In addition to the official Allies and Axis battle of signals, there was a growing interest in Soviet espionage communications, which continued after the war.

See SIGINT from 1945 to 1989 for the history of SIGINT after the end of World War II, through the end of the Cold War and the rise of regional and nonstate concerns. SIGINT from 1990 to the present deals with the next historical period.

Allied European Theater

The use of SIGINT had even greater implications during World War II. The combined effort of intercepts and cryptanalysis for the whole of the British forces in World War II came under the code name "ULTRA" managed from the former Government Code and Cypher School (Bletchley Park).

(British) Royal Navy

Early on, Admiralty dismissal of SIGINT information (also traffic analysis in this instance) contributed to the loss of HMS Glorious in 1940.

Perhaps the most important role SIGINT played for the Royal Navy, and the merchant ships it protected, was in the Battle of the Atlantic. By comparison with the close and garrulous radio communication between the U-boat submarine high command, BdU, and German submarines in the Atlantic, US submarines in the Pacific enjoyed the freedom of fish. While ULTRA cryptanalysis certainly played a role in dealing with German submarines, HF/DF and traffic analysis were complementary.

It is unclear why the German submarine command believed that frequent radio communications were not a hazard to their boats, although they seemed confident in the security of their Enigma ciphers, both in the initial three-rotor and subsequent four-rotor versions (known as Triton to the Germans and Shark to the Allies). There was an apparent, mutually reinforcing belief that wolf pack attacks by groups of submarines were much more deadly than individual operations, and confidence the communications were secure. Arguably, the Germans underestimated HF/DF even more than they did British cryptanalysis [1]. Apparently, the Germans did not realize that the Allies were not limited to slow, manually operated direction finders, and also underestimated the number of direction finders at sea.

Battle of Britain

ELINT and electronic warfare became critical parts of the Battle of Britain. R.V. Jones was a key scientist in the "Battle of the Beams", defeating Nazi radio navigation systems (e.g., Knickebein). While the ULTRA COMINT successes against the Germans were not declassified until 1975, Winston Churchill paid homage to electronic warfare, and its companion ELINT, in his series on the Second World War: "During the human struggle between the British and the German Air Forces, between pilot and pilot, between AAA batteries and aircraft, between ruthless bombing and fortitude of the British people, another conflict was going on, step by step, month by month. This was a secret war, whose battles were lost or won unknown to the public, and only with difficulty comprehended, even now, to those outside the small scientific circles concerned. Unless British science had proven superior to German, and unless its strange, sinister resources had been brought to bear in the struggle for survival, we might well have been defeated, and defeated, destroyed."[2]. In modern terms, of course, MASINT was as important as SIGINT in defeating Nazi navigational systems, with radar control of the defenses a key part of the Battle of Britain.

* _DIRECTION_
Reproduce the passage of the World War II signals intelligence text from "See SIGINT from" to "School (Bletchley Park).".

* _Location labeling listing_
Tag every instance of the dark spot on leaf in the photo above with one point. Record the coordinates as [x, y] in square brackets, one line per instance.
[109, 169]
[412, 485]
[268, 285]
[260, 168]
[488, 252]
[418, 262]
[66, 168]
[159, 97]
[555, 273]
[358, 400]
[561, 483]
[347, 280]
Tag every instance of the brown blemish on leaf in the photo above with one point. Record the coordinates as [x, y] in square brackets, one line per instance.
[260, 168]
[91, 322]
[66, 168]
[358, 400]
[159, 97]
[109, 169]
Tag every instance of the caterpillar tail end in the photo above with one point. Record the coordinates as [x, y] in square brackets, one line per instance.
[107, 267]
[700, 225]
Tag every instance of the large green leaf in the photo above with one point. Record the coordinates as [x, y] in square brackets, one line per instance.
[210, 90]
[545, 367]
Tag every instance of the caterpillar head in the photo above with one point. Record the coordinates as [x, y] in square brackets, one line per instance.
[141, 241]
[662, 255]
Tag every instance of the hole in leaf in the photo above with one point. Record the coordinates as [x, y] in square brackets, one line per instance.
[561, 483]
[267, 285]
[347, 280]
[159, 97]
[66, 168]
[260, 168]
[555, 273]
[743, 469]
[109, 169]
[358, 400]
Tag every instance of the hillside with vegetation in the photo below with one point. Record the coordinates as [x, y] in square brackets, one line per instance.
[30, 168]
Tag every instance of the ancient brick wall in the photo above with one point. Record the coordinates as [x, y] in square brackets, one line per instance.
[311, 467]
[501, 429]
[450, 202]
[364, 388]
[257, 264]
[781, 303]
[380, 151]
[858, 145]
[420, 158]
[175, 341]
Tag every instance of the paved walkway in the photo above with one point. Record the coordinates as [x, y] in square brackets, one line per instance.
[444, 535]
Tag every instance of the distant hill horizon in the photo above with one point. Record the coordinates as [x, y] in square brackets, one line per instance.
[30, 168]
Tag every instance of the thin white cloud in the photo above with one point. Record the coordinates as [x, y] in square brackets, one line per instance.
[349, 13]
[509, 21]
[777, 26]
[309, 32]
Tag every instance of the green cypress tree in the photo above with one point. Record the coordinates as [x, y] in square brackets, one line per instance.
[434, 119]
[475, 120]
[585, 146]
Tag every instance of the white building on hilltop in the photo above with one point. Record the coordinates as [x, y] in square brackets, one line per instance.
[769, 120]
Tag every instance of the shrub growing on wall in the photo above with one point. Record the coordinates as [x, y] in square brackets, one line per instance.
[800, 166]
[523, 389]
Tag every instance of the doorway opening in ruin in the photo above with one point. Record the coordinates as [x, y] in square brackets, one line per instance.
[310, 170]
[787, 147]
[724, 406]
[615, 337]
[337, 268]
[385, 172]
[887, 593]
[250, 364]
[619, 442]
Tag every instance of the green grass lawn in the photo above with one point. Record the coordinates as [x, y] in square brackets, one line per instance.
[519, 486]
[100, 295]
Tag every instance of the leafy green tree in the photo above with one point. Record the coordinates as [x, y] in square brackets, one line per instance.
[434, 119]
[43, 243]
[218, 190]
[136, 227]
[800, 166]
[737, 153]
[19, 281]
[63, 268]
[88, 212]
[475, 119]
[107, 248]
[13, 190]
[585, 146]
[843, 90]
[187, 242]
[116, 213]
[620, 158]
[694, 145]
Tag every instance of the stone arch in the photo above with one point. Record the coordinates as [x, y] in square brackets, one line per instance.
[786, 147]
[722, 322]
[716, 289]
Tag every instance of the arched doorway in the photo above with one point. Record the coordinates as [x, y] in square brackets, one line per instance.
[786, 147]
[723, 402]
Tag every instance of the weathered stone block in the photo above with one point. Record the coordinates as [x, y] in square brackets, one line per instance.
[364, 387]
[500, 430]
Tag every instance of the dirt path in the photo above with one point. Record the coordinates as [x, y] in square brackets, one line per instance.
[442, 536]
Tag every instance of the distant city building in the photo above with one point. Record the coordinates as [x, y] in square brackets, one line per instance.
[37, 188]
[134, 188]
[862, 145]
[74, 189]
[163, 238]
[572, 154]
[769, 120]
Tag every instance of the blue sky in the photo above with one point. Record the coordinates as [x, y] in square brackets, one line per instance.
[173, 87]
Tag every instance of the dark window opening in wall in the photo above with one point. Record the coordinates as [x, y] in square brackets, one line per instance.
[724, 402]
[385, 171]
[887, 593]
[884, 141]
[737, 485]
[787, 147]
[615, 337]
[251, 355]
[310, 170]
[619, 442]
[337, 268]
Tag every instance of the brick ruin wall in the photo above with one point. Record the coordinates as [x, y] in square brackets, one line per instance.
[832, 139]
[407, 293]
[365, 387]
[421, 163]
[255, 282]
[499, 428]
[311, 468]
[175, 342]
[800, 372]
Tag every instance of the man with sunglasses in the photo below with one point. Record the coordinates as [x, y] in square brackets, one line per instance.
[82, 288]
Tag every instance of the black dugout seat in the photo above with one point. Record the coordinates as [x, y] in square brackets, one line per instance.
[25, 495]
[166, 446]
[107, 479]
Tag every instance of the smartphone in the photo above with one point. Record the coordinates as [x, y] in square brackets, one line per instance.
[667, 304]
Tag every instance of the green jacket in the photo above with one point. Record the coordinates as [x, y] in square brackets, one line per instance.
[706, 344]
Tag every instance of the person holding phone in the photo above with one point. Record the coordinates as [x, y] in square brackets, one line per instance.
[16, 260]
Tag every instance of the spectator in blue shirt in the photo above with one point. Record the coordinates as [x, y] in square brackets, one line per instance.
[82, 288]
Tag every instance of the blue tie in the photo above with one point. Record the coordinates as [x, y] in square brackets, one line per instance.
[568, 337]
* * *
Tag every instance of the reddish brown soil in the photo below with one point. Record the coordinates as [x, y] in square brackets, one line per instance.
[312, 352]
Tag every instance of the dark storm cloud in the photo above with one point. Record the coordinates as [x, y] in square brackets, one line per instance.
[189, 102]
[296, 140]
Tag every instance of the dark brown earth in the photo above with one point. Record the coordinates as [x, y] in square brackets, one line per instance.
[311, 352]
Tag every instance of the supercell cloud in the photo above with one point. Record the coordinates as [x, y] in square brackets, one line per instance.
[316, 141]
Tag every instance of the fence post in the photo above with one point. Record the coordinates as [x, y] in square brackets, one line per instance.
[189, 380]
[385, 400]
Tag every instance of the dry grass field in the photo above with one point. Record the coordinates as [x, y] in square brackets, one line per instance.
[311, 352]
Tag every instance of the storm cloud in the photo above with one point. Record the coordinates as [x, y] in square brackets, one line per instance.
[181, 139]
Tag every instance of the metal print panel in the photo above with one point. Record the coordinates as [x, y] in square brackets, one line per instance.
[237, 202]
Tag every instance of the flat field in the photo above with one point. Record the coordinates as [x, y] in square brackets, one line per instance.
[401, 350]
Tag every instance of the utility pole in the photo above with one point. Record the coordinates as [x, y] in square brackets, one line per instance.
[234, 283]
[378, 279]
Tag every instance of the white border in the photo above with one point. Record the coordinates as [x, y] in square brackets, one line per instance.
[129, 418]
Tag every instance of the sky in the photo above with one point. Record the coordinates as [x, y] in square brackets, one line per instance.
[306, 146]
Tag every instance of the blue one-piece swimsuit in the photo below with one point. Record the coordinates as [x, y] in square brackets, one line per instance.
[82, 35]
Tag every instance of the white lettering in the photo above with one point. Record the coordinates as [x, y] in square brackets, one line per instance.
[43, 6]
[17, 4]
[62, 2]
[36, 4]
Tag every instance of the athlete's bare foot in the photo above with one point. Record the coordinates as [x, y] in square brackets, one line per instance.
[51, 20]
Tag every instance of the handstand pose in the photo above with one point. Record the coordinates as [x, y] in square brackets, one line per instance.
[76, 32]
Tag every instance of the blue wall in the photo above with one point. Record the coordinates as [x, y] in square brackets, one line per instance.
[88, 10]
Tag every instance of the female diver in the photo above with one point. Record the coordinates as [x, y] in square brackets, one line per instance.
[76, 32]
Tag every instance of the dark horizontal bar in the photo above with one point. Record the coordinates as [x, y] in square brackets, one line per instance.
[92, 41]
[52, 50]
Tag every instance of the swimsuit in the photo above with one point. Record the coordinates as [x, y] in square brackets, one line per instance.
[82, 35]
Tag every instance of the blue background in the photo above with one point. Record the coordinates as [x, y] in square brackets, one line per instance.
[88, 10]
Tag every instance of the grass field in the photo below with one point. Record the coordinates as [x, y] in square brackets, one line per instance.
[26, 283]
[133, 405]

* _EXERCISE OUTPUT_
See SIGINT from 1945 to 1989 for the history of SIGINT after the end of World War II, through the end of the Cold War and the rise of regional and nonstate concerns. SIGINT from 1990 to the present deals with the next historical period.

Allied European Theater

The use of SIGINT had even greater implications during World War II. The combined effort of intercepts and cryptanalysis for the whole of the British forces in World War II came under the code name "ULTRA" managed from the former Government Code and Cypher School (Bletchley Park).